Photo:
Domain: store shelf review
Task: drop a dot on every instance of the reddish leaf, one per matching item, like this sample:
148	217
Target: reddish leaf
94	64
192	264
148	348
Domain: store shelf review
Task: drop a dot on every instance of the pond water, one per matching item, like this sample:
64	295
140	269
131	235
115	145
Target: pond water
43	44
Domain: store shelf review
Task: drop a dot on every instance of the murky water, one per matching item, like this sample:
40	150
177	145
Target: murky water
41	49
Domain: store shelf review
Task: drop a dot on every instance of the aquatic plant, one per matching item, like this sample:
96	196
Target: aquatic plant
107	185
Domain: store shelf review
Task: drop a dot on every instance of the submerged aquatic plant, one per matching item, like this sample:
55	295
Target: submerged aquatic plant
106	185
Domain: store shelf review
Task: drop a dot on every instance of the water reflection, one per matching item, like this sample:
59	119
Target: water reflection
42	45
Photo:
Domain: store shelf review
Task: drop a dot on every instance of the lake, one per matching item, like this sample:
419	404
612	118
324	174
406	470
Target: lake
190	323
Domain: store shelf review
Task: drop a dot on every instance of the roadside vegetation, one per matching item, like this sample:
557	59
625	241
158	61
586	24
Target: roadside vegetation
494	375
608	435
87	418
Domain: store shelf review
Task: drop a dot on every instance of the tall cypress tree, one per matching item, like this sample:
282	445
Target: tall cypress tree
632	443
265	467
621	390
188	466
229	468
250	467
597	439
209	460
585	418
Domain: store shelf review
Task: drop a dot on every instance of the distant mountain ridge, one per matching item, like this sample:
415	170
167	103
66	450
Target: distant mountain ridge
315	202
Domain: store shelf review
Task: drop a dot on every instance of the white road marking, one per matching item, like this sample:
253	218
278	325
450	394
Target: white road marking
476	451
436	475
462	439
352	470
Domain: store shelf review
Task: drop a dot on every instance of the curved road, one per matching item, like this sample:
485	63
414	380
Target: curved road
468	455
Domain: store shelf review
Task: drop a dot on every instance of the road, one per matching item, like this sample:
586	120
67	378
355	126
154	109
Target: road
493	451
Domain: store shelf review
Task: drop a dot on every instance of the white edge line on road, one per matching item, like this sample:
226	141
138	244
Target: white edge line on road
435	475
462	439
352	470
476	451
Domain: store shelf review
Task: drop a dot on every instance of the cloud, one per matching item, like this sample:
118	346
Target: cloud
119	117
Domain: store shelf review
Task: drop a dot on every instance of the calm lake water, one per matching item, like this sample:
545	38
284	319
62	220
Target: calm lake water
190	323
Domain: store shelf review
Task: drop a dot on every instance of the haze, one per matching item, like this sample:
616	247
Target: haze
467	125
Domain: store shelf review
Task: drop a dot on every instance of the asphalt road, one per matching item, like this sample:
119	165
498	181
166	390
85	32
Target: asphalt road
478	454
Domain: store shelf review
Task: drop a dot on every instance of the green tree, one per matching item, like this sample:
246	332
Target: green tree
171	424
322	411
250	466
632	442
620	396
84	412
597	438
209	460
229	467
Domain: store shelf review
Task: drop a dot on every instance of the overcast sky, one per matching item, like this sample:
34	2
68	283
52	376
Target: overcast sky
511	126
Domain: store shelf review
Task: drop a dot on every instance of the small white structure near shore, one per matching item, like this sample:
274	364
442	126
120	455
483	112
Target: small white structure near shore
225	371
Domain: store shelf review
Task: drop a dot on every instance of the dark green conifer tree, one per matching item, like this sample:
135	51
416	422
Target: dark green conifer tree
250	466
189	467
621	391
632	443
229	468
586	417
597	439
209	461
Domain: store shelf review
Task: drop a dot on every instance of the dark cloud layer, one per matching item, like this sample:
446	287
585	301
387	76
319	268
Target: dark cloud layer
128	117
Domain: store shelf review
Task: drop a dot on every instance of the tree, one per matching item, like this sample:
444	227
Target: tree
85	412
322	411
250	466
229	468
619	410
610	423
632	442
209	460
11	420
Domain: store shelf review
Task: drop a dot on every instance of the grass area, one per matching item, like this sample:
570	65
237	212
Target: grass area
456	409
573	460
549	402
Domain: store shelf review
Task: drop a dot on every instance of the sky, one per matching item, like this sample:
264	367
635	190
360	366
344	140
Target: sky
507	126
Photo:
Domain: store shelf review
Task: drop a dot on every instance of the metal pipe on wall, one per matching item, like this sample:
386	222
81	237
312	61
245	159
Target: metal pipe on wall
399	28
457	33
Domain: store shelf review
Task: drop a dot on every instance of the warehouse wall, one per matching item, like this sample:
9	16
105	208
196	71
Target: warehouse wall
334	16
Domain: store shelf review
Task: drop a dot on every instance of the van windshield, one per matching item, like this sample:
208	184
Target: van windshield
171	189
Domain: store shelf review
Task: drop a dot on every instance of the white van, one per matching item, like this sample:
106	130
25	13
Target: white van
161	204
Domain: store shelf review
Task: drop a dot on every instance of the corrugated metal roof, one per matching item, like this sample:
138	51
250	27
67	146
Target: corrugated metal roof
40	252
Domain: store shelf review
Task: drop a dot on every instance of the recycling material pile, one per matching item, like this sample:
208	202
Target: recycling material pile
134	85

| Aim |
Please output the entries above, every line exactly as it reads.

| Output of the exercise |
Photo:
Domain: store shelf review
Task: drop a dot on every instance of the reddish leaf, one per matching item, like this sample:
148	217
Target: reddish leaf
94	64
192	264
148	348
Domain: store shelf review
Task: drop a dot on every instance of the pond water, one per matching item, like this sample:
64	295
140	269
131	235
115	145
Target: pond water
43	44
Domain: store shelf review
Task: drop a dot on every instance of the murky water, one per matching item, like this sample:
40	150
177	145
Target: murky water
41	49
Domain: store shelf review
Task: drop a dot on every instance of the aquatic plant, one per matching item, like this sample:
96	196
Target: aquatic plant
107	185
Domain: store shelf review
Task: drop a dot on every instance of the submerged aquatic plant, one per matching item, like this sample:
55	295
Target: submerged aquatic plant
106	185
Domain: store shelf review
Task: drop a dot on every instance of the water reflection, one per matching item, like this sample:
59	119
Target: water reflection
42	45
Photo:
Domain: store shelf review
Task: drop a dot on every instance of the lake, one per matching item, like this sample:
419	404
612	118
324	174
406	470
Target: lake
190	323
Domain: store shelf review
Task: drop a dot on every instance of the roadside vegetation, one per matching item, like this sample:
557	59
625	241
158	61
586	24
Target: roadside vegetation
494	375
608	435
87	418
Domain: store shelf review
Task: drop a dot on every instance of the tall cypress tree, one per matching item, like this sample:
282	445
Target: tall cypress tree
632	443
265	467
621	390
188	466
229	468
250	467
597	439
209	460
585	418
Domain: store shelf review
Task: drop a dot on every instance of the distant mountain ridge, one per matching item, like this sample:
415	170
167	103
66	450
Target: distant mountain ridge
315	202
Domain: store shelf review
Task: drop a dot on every instance of the white road marking, one per matching item, like this sample:
253	218
278	325
450	394
Target: white road marking
476	451
436	475
462	439
352	470
Domain: store shelf review
Task: drop a dot on every instance of the curved road, one per matching item, like this sample:
485	63
414	380
Target: curved road
468	455
Domain: store shelf review
Task: drop a dot on every instance of the road, one per matching item, like this sample:
586	120
67	378
355	126
154	109
Target: road
493	451
Domain: store shelf review
Task: drop a dot on every instance of the white edge line on road, one per matching item, like this sample:
226	141
138	244
Target: white edge line on road
435	475
462	439
352	470
476	451
Domain: store shelf review
Task: drop a dot on every instance of the cloud, one per matching item, like this sample:
118	346
Target: cloud
119	117
Domain: store shelf review
Task: drop a dot on every instance of the calm lake water, one per matching item, like this sample:
545	38
284	319
62	220
Target: calm lake water
190	323
Domain: store shelf review
Task: drop a dot on every instance of the haze, one per matching item, like this sample:
616	247
Target: haze
467	125
Domain: store shelf review
Task: drop a dot on every instance of the asphalt road, one per matching item, like this sample:
119	165
498	181
166	390
85	32
Target: asphalt road
478	454
Domain: store shelf review
Task: drop a dot on every instance of the green tree, one per matching item, like this sample:
246	332
Target: green tree
171	424
322	411
250	466
632	442
620	396
84	412
597	438
209	460
229	467
Domain: store shelf review
Task: drop a dot on every instance of the overcast sky, one per matching item, like this sample:
34	2
68	283
52	376
Target: overcast sky
511	126
Domain: store shelf review
Task: drop a dot on every instance of the small white structure near shore, one per matching item, like this sample:
274	364
442	126
120	455
483	112
Target: small white structure near shore
225	371
Domain: store shelf review
Task: drop a dot on every instance of the dark green conifer tree, one per matching item, like this sample:
135	51
416	422
Target: dark green conifer tree
250	466
189	467
621	391
632	443
229	468
586	417
597	439
209	461
Domain: store shelf review
Task: drop a dot on every instance of the dark cloud layer, one per matching item, like this sample:
446	287
585	301
387	76
319	268
Target: dark cloud layer
128	117
Domain: store shelf review
Task: drop a dot on every instance of the tree, one per matching item, like this sample:
444	227
Target: tree
85	412
322	411
250	466
229	468
619	410
610	423
632	442
209	460
11	420
Domain: store shelf review
Task: drop a dot on every instance of the grass area, one per matching item, like this sample:
570	65
237	212
Target: grass area
456	409
573	460
549	402
Domain: store shelf review
Task: drop a dot on every instance of the sky, one per matching item, like this sample:
264	367
635	190
360	366
344	140
Target: sky
507	126
Photo:
Domain: store shelf review
Task: drop a dot on every instance of the metal pipe on wall, one per matching item, like this sample:
386	222
81	237
312	61
245	159
Target: metal pipe on wall
399	28
457	33
Domain: store shelf review
Task: drop a dot on every instance of the warehouse wall, one per matching item, like this sample:
9	16
105	208
196	71
Target: warehouse wall
334	16
Domain: store shelf review
Task: drop a dot on every instance of the van windshield, one per matching item, like this sample:
208	184
Target: van windshield
171	189
Domain: store shelf review
Task: drop a dot on every instance of the white van, one per matching item, like this sample:
106	130
25	13
Target: white van
161	204
Domain: store shelf review
Task: drop a dot on every instance of the corrugated metal roof, one per matching item, like this sample:
138	51
250	27
67	146
Target: corrugated metal roof
40	252
Domain: store shelf review
Task: drop a dot on every instance of the recycling material pile, one per matching item, like this sample:
208	202
Target: recycling material pile
134	85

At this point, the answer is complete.